#### SHORT TASK A
Why has it been hard for the team in the Docker IO thread to find where their network usage comes from? Answer in one to three sentences.

#### DOCUMENT EXTRACT

Better visibility and control over Docker IO

Xopherus · August 21, 2020, 2:18pm

Does the nomad team / community have anything on the horizon to improve the experience around managing docker IO? My team occasionally has to deal with network out spikes in our clients, which causes a host of networking issues with the containers which run on it. One issue is related to https://github.com/hashicorp/nomad/issues/5718. During these network spikes, without fail we’ll have new docker images fail to pull. Unfortunately it’s been very hard for us to pinpoint exactly where the network usage is coming from, because we don’t have any per-container metics on IO usage.

Any suggestions for workarounds, or similar experiences would be appreciated!

jrasell · August 24, 2020, 12:50pm

Hi @Xopherus, as you mention, trying to identify network issue issues can be very difficult especially without the correct monitoring in place.

In addition to any server provider specific monitoring which may be available, the following items my help provide better insights that you’re looking for (they are Prometheus specific where possible for a form of consistency).

Prometheus Node Exporter - expose and collect hardware and OS metrics exposed by *NIX kernels that includes netstat output.
Google cAdvisor - provides resource usage and performance characteristics of running containers including a number of network related metrics.

I don’t believe Nomad would be the correct tool in the chain to provide additional Docker system metrics, although better control could be possible if the Docker API provides such controls.

I hope this helps.

jrasell and the Nomad team.

#### SHORT TASK B
Please rewrite the stretch of rows from the line containing "Place a point on the blurred background" through the line containing "[[75, 77], [212, 99], [416, 21]]", replacing "Target" with "Label" and leaving everything else unchanged.

#### INFORMATION SUPPLIED
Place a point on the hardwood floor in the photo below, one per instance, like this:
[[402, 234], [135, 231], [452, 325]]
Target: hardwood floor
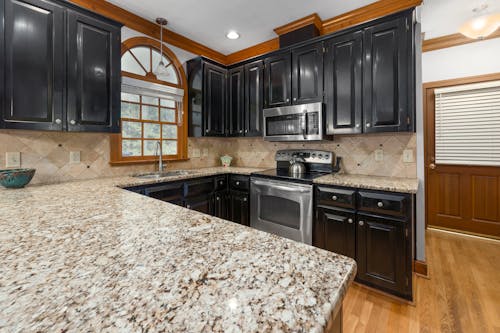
[[462, 294]]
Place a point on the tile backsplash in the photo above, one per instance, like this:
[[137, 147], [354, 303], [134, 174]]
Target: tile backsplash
[[49, 152]]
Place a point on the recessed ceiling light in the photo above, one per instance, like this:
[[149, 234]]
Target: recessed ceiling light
[[233, 35]]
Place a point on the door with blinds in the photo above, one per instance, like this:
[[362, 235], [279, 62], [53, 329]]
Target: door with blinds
[[463, 157]]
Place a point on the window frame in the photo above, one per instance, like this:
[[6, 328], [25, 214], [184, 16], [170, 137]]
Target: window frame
[[116, 157]]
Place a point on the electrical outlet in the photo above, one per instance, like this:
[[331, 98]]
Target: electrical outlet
[[408, 156], [379, 155], [13, 159], [195, 153], [74, 157]]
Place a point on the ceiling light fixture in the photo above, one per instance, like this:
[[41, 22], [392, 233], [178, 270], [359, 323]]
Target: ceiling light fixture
[[233, 35], [482, 24], [161, 70]]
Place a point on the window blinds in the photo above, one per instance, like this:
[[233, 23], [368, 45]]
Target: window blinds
[[468, 124]]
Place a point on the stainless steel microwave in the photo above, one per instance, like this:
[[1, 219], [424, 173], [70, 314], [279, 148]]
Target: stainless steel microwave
[[294, 123]]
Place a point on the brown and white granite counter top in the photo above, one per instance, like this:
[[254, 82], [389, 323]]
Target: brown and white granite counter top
[[89, 256], [392, 184]]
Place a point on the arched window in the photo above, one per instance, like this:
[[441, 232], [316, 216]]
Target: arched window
[[153, 107]]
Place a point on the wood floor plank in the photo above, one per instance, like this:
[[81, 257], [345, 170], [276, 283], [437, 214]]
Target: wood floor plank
[[462, 294]]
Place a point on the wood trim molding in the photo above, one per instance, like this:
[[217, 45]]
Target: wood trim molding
[[149, 28], [367, 13], [452, 40], [420, 268], [300, 23]]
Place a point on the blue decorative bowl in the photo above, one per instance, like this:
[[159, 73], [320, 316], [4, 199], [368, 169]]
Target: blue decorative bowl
[[16, 178]]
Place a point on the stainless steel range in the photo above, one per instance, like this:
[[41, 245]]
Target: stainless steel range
[[281, 201]]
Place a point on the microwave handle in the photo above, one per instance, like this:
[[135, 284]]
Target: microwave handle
[[304, 124]]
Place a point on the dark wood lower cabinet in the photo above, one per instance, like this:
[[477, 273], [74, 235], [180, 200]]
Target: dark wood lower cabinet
[[382, 254], [239, 207]]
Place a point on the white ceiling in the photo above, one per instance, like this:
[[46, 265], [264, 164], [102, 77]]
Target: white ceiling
[[444, 17], [208, 21]]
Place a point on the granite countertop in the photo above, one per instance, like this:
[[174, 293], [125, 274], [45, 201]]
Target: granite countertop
[[90, 256], [392, 184]]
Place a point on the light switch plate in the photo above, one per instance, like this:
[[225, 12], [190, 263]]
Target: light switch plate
[[408, 156], [195, 152], [13, 159], [74, 157]]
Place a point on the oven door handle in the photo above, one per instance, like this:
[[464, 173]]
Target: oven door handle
[[304, 124], [282, 188]]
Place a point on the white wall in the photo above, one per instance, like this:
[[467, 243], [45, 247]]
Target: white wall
[[461, 61]]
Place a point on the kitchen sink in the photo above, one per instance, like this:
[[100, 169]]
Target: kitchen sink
[[154, 175]]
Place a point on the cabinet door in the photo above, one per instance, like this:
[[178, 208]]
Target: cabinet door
[[214, 100], [386, 77], [220, 202], [307, 74], [337, 231], [277, 80], [343, 84], [235, 102], [254, 98], [382, 254], [239, 208], [94, 74], [32, 53]]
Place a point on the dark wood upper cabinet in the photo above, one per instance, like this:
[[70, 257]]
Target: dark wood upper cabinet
[[214, 104], [343, 84], [386, 76], [93, 74], [254, 98], [277, 80], [307, 74], [63, 73], [33, 60], [236, 114]]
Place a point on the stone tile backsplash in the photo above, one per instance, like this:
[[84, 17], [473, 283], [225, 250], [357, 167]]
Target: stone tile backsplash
[[48, 152]]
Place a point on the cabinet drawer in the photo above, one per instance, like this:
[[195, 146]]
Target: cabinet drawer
[[240, 183], [339, 197], [166, 192], [383, 203], [199, 187], [220, 183]]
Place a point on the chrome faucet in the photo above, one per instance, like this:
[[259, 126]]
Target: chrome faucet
[[160, 157]]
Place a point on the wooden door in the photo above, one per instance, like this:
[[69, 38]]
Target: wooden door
[[386, 71], [307, 74], [254, 98], [33, 61], [236, 116], [214, 100], [459, 197], [343, 84], [277, 80], [94, 74]]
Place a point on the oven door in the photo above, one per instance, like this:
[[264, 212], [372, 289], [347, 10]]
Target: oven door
[[282, 208]]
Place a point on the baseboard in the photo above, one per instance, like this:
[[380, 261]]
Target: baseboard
[[420, 268]]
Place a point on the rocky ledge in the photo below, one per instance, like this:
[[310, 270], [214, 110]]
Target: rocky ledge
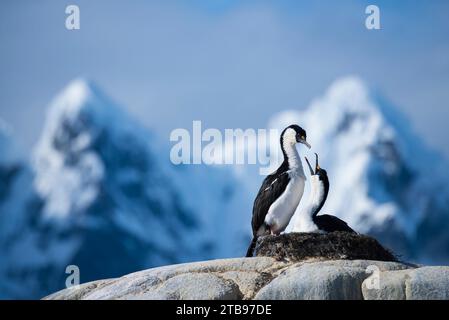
[[289, 273]]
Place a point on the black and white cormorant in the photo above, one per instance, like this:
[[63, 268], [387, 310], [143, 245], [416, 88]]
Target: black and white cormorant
[[308, 219], [281, 191]]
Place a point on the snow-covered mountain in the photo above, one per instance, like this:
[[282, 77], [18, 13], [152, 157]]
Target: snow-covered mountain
[[108, 200], [384, 180], [101, 193]]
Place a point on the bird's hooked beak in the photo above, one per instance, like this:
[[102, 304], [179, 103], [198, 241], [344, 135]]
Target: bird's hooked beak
[[302, 140], [310, 167], [317, 166]]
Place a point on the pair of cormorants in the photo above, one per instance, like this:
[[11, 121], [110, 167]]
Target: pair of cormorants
[[281, 192]]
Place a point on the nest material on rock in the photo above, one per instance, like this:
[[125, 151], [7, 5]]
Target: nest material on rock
[[330, 246]]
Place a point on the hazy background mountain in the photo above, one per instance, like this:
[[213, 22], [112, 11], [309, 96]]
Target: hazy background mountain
[[101, 193], [83, 182]]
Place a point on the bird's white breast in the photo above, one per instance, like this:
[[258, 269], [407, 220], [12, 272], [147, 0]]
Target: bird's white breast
[[284, 207]]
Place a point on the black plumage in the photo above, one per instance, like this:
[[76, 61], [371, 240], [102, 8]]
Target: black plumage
[[272, 188], [326, 222]]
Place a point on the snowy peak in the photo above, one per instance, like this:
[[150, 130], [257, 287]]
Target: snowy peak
[[378, 167]]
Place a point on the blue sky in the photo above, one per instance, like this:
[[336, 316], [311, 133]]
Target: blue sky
[[228, 63]]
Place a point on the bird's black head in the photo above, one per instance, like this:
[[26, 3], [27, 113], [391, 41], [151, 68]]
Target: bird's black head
[[320, 172], [299, 133]]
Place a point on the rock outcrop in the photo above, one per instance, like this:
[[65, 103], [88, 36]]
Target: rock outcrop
[[287, 275]]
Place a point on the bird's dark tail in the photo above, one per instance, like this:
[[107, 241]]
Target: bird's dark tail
[[251, 247]]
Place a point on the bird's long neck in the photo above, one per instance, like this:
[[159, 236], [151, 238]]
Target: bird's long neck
[[318, 196], [291, 156]]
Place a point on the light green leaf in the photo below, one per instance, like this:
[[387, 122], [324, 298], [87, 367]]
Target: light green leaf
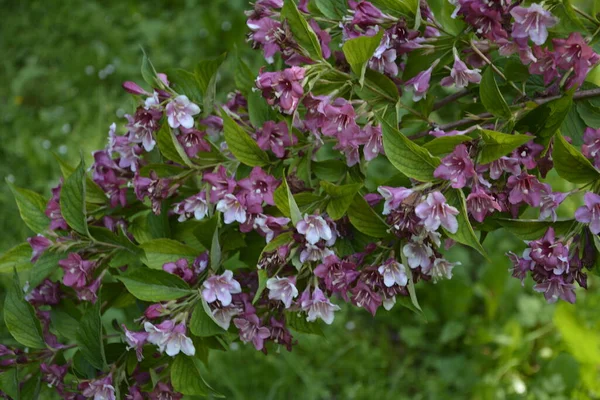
[[497, 144], [161, 251], [358, 52], [154, 285], [364, 218], [571, 164], [32, 208], [20, 318], [491, 97], [409, 158], [89, 337], [72, 200], [303, 33], [340, 198], [465, 233], [243, 147]]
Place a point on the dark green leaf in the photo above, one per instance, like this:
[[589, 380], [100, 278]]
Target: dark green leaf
[[89, 337], [154, 285], [243, 147], [571, 164], [72, 200], [20, 318], [491, 97]]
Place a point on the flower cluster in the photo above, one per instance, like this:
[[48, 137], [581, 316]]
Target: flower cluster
[[334, 179]]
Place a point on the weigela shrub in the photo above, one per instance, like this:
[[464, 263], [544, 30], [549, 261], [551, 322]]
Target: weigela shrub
[[378, 135]]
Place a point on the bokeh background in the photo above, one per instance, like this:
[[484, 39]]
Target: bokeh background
[[483, 336]]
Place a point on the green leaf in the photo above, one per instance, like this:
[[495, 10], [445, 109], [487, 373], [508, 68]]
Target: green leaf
[[44, 266], [154, 285], [497, 144], [491, 97], [20, 318], [186, 378], [89, 337], [332, 9], [161, 251], [409, 158], [303, 33], [340, 198], [544, 121], [243, 147], [465, 233], [202, 324], [365, 219], [72, 200], [571, 164], [32, 207], [445, 144], [170, 147], [533, 229], [262, 284], [17, 258], [358, 52]]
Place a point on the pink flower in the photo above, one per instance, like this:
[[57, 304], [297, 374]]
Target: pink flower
[[435, 212], [393, 273], [283, 289], [460, 74], [170, 338], [456, 167], [314, 228], [590, 212], [532, 22], [318, 306], [180, 112], [77, 270], [251, 331], [220, 287]]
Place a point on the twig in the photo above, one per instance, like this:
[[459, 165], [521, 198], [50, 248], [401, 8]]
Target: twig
[[583, 94]]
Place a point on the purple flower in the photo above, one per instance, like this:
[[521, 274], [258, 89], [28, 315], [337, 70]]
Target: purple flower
[[525, 188], [275, 136], [259, 186], [418, 253], [364, 296], [99, 389], [314, 228], [220, 287], [393, 273], [460, 74], [180, 268], [233, 209], [251, 331], [318, 306], [195, 206], [38, 244], [221, 183], [283, 289], [419, 84], [435, 212], [550, 202], [456, 167], [532, 22], [590, 212], [180, 112], [480, 204], [135, 340], [77, 270], [170, 338]]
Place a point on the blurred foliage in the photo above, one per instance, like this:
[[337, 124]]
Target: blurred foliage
[[482, 335]]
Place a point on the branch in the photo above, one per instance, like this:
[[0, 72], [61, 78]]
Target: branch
[[583, 94]]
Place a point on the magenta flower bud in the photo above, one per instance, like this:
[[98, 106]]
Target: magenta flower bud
[[134, 88]]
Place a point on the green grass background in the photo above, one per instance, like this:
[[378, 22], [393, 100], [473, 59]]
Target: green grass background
[[483, 335]]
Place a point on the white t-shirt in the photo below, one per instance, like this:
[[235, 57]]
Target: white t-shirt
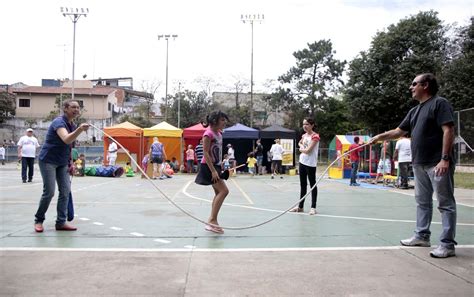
[[112, 149], [28, 146], [404, 150], [277, 152], [311, 158]]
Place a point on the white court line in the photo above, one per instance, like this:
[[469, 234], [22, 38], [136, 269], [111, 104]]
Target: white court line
[[207, 250], [242, 191], [161, 240], [318, 215]]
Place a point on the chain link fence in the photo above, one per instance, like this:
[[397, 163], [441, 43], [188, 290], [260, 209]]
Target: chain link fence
[[464, 144]]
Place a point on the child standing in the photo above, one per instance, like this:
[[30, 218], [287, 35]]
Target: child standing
[[190, 158], [145, 161], [225, 162], [251, 161], [211, 166]]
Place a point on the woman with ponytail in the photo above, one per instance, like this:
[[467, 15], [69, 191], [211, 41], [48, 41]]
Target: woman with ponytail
[[209, 174]]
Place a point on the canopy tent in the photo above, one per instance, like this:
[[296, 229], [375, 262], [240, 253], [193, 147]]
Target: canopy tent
[[241, 137], [276, 131], [128, 135], [338, 146], [240, 131], [193, 134], [169, 135], [269, 134]]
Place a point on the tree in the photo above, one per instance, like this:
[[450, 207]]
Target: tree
[[457, 83], [194, 107], [7, 106], [377, 90], [316, 75]]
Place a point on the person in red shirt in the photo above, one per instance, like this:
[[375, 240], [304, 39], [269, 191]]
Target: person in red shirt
[[354, 156]]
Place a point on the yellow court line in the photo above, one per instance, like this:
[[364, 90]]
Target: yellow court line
[[242, 191]]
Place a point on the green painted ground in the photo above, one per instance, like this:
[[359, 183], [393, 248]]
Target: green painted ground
[[130, 213]]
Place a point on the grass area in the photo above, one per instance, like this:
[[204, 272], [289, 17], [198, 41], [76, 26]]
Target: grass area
[[464, 180]]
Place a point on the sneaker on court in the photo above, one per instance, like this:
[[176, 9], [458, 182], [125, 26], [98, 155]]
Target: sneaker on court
[[442, 252], [413, 241]]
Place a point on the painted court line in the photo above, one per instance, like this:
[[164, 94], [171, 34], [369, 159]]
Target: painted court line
[[207, 250], [318, 215], [161, 240]]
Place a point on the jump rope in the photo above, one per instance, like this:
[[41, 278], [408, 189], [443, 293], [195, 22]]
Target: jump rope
[[220, 226]]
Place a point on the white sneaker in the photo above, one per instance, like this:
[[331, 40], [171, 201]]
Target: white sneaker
[[296, 209], [413, 241], [442, 252]]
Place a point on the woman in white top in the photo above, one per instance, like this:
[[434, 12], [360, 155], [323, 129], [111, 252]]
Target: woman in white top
[[277, 156], [309, 147]]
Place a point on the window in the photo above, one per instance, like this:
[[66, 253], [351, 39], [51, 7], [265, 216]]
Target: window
[[24, 103]]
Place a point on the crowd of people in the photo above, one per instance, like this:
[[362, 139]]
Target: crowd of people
[[429, 150]]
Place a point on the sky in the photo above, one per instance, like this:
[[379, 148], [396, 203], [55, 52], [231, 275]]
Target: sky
[[120, 38]]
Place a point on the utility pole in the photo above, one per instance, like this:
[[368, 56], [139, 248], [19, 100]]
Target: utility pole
[[74, 14], [250, 19], [167, 37]]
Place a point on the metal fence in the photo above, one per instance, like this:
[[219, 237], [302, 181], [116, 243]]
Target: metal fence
[[464, 125]]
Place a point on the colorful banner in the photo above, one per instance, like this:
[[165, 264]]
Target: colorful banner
[[288, 148]]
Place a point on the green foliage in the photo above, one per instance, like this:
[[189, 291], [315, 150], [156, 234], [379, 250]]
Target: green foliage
[[457, 83], [194, 107], [377, 90], [7, 106], [316, 74], [139, 121]]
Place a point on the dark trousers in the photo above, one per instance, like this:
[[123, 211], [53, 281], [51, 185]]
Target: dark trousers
[[27, 164], [403, 167], [307, 172], [355, 168]]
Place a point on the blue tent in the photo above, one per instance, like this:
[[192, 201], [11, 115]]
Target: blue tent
[[239, 131]]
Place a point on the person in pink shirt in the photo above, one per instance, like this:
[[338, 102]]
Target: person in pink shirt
[[190, 158]]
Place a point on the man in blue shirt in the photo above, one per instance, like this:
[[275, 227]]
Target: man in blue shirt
[[431, 126], [54, 160]]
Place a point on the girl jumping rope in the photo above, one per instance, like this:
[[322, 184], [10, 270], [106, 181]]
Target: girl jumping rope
[[209, 174]]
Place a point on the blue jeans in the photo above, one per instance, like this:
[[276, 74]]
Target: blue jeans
[[54, 173], [27, 164], [355, 168], [425, 185]]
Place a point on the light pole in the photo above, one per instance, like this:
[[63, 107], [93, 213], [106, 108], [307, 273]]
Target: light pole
[[74, 14], [251, 18], [167, 37]]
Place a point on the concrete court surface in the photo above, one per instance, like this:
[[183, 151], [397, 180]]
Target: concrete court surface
[[133, 242]]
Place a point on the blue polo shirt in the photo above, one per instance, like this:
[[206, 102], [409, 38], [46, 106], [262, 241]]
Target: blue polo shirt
[[54, 150]]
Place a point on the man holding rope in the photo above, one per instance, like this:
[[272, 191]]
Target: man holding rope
[[431, 126], [53, 162]]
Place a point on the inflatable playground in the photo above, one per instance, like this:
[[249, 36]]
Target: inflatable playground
[[376, 161]]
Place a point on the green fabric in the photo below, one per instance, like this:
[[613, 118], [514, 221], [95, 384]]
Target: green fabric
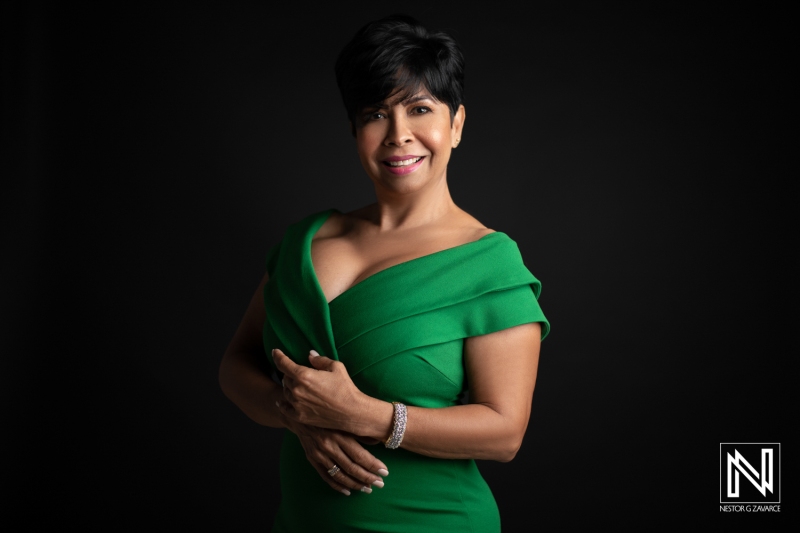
[[400, 333]]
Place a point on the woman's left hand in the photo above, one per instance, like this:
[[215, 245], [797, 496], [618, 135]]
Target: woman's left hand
[[322, 396]]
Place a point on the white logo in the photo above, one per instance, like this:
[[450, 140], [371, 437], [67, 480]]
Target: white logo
[[766, 477]]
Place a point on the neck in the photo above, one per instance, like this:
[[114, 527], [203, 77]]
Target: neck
[[396, 210]]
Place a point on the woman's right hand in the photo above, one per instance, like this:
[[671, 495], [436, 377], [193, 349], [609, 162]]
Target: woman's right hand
[[358, 469]]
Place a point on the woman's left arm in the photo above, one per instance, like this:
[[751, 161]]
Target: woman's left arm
[[501, 369]]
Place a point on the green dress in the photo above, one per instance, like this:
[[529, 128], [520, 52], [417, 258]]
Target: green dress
[[400, 333]]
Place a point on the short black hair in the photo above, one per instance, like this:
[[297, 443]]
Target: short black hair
[[395, 56]]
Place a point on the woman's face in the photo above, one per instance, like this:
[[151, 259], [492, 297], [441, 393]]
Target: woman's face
[[404, 145]]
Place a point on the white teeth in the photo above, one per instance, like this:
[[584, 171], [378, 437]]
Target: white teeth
[[404, 162]]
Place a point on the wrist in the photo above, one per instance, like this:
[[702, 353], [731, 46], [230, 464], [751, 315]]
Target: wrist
[[376, 419]]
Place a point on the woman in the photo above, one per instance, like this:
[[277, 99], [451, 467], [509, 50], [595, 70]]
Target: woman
[[375, 321]]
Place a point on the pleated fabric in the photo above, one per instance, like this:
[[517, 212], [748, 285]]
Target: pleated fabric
[[400, 333]]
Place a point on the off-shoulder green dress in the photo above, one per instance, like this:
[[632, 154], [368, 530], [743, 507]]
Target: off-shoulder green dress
[[400, 333]]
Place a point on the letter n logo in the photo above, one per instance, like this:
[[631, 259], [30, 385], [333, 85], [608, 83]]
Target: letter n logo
[[749, 473]]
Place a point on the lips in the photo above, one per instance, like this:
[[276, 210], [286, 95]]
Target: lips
[[402, 164]]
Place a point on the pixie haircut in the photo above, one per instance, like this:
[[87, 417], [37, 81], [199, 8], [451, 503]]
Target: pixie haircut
[[395, 57]]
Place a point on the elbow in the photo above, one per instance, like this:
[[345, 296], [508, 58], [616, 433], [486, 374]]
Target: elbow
[[509, 449], [224, 377]]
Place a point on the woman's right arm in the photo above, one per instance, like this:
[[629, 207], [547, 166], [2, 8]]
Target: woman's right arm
[[246, 384], [241, 377]]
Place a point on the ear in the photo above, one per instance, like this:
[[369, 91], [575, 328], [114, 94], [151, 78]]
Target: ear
[[458, 125]]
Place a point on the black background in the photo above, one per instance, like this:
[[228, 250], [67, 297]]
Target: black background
[[152, 154]]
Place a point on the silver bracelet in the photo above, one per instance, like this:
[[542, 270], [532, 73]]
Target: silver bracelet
[[398, 426]]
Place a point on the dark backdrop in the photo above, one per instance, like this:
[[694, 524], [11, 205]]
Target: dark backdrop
[[152, 154]]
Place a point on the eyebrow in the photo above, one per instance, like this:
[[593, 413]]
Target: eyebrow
[[417, 98], [405, 101]]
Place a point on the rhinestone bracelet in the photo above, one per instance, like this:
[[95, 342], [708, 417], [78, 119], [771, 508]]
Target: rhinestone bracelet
[[398, 426]]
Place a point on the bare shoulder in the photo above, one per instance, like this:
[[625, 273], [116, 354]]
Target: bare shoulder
[[335, 226], [469, 227]]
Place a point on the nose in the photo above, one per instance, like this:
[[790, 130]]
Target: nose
[[399, 132]]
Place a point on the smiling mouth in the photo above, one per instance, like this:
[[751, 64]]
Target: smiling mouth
[[403, 163]]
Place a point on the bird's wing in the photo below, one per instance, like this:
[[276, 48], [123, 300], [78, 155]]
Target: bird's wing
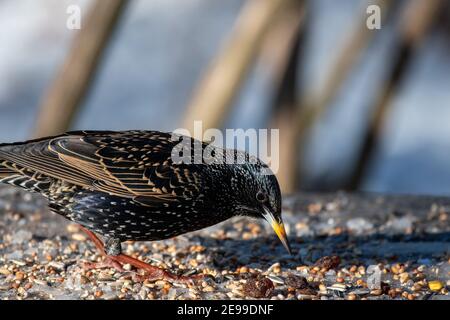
[[129, 164]]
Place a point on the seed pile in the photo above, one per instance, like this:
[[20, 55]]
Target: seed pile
[[345, 247]]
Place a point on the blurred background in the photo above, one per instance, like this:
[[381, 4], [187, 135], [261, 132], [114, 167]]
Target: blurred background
[[357, 109]]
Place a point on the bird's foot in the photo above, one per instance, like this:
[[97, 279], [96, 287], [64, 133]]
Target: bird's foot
[[160, 274], [153, 273]]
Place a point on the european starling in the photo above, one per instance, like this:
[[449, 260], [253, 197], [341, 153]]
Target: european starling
[[126, 186]]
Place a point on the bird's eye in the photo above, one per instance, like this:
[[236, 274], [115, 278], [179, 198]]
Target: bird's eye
[[261, 196]]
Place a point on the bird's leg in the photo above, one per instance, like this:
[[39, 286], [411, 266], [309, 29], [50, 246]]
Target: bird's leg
[[115, 259]]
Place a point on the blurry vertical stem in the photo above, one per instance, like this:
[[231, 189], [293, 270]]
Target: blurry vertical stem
[[72, 83], [416, 21], [212, 99], [313, 105]]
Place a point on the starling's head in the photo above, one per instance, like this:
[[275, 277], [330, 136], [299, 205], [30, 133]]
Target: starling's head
[[260, 197]]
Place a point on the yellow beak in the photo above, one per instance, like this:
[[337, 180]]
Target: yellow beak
[[278, 227]]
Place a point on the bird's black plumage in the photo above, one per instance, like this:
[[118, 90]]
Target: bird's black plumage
[[126, 186]]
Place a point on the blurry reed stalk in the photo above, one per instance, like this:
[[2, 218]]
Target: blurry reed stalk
[[75, 77], [212, 99], [416, 21]]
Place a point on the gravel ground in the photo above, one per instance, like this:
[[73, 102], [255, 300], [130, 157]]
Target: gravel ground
[[346, 246]]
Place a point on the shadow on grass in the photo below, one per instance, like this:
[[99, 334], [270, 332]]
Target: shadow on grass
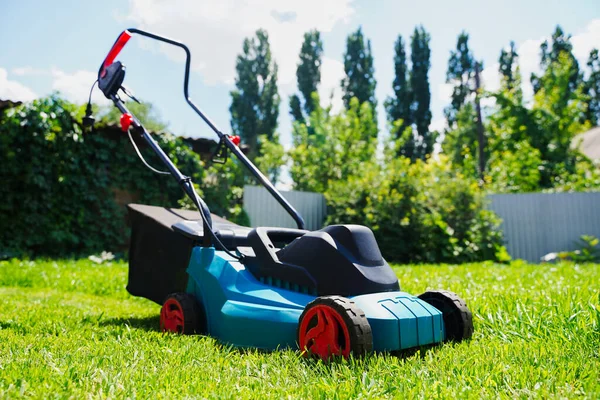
[[150, 324]]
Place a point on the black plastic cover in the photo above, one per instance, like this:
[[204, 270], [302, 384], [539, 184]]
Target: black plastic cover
[[161, 243]]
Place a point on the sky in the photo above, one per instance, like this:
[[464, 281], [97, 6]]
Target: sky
[[58, 45]]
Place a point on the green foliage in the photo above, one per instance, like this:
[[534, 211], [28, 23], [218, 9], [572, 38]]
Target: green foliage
[[255, 101], [272, 156], [409, 107], [423, 211], [516, 170], [59, 183], [529, 146], [332, 148], [560, 47], [508, 65], [592, 88], [419, 212], [419, 83], [71, 330], [308, 75], [460, 143], [360, 72], [461, 71], [398, 106]]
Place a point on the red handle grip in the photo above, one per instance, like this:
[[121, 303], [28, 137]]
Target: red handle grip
[[117, 47]]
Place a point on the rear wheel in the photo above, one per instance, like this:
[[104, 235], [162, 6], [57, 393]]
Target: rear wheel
[[334, 326], [458, 320], [180, 313]]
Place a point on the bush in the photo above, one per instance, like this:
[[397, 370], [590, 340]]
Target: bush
[[59, 183], [420, 212]]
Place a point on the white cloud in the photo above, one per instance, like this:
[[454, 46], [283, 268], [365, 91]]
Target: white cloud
[[490, 78], [13, 90], [214, 29], [529, 62], [585, 41], [28, 71], [332, 72], [438, 125], [529, 56], [445, 92], [76, 86]]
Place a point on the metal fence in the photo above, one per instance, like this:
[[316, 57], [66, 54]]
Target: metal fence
[[264, 210], [535, 224]]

#### CORRECT OUTPUT A
The team has no per-container metrics on IO usage. Without those metrics, they can't pinpoint where the network usage is coming from.

#### CORRECT OUTPUT B
Place a point on the blurred background in the photo above, one per instance, like this:
[[381, 4], [187, 135], [261, 132], [114, 167]]
Label: blurred background
[[357, 109]]
Place a point on the bird's foot in the photo above, one per instance, like this:
[[97, 279], [96, 287], [64, 133]]
Label: bird's foot
[[160, 274], [153, 273]]
Place a point on the european starling in the photo above, one per instance, like this:
[[449, 260], [253, 197], [341, 153]]
Label: european starling
[[126, 186]]
Place a point on the bird's eye in the photo above, one per instance, like this:
[[236, 274], [115, 278], [179, 198]]
Label: bird's eye
[[261, 196]]
Place a point on the bird's leg in the photo above, one per instance, like this:
[[39, 286], [411, 266], [309, 29], [50, 246]]
Label: bird's leg
[[115, 259]]
Place a point on the blurry vertical stem in the photo above, one per instance, like this:
[[231, 189], [293, 270]]
Label: blurry vertical stem
[[72, 83], [416, 21], [212, 99], [313, 105]]
Place a point on the starling's head in the photo above, one per instance, like this:
[[275, 277], [330, 136], [299, 205], [30, 133]]
Label: starling's head
[[260, 197]]
Place a point on the yellow beak in the photo above, one per instance, like this:
[[337, 180]]
Label: yellow beak
[[278, 227]]
Place a point on the bird's black plumage in the photo above, one per instance, like this:
[[118, 90]]
Label: bird's black plumage
[[126, 186]]
Place a point on the blurry reed stalk in the photo above, one per instance, like this:
[[2, 218]]
Label: blurry reed stalk
[[75, 77], [212, 99], [416, 21]]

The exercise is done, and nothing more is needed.